All of the data should be copied exactly, with the pictures left out.

== Dataset records

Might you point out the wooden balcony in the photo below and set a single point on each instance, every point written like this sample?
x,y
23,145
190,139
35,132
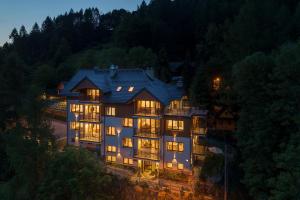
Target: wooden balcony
x,y
148,111
89,117
185,111
199,149
146,133
199,131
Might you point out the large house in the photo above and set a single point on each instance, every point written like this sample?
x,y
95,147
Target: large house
x,y
134,119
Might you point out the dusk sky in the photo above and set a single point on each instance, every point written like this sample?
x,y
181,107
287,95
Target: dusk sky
x,y
14,13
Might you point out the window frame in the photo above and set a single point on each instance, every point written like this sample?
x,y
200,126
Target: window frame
x,y
110,111
127,142
175,146
127,122
175,125
110,132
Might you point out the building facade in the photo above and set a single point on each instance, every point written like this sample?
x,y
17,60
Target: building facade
x,y
134,119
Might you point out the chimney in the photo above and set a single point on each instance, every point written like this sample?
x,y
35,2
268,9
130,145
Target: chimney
x,y
113,69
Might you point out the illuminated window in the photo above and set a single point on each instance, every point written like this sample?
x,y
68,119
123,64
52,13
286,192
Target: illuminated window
x,y
148,107
111,111
180,166
175,125
147,125
216,83
175,146
93,94
111,148
130,89
128,122
89,132
128,161
92,112
149,144
74,125
111,130
119,88
76,108
127,142
111,158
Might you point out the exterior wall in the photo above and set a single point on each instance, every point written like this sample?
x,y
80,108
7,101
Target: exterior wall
x,y
122,132
187,126
127,110
181,157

====

The completed task:
Might you point out the wooden balcony in the photo below and set a single point on each instance, every point written like this sample?
x,y
23,145
190,139
35,132
Target: wooden balcony
x,y
148,111
89,117
185,111
199,149
146,133
199,131
Might you point out the large house in the photo above and set a single point on each instance, every point written like this sample?
x,y
95,147
Target: large house
x,y
134,119
Might you point out the dusk sky in the photo above and set a single point on each instance, every point written like this sample?
x,y
181,107
287,95
Target: dusk sky
x,y
14,13
Might you point out the window frame in the photo above and set a single point on each instance, every point written like this sample?
x,y
200,126
Target: window frame
x,y
110,111
127,142
175,146
127,122
175,125
110,132
Might you point out the building facade in the photo above and set a single point on each instance, every point written like this sample?
x,y
17,60
Target: building facade
x,y
134,119
Might you point out the chimney in the photo above and set a single point on each instance, every point written like this sample?
x,y
35,2
268,9
130,145
Target: chimney
x,y
113,69
Might you point out the illuminated window in the photo above and set a single point on each instance, every point written like this sample?
x,y
68,119
123,64
52,13
286,192
Target: illuminated window
x,y
148,107
111,111
180,166
175,125
147,125
216,83
175,146
93,94
111,148
130,89
128,122
89,132
128,161
92,112
149,144
74,125
111,130
119,88
76,108
127,142
111,158
Might you point out the exterior wall in the photo above and set a single point on each instance, every point written like this sample?
x,y
80,108
7,101
Target: exterior wall
x,y
122,132
187,126
127,110
181,157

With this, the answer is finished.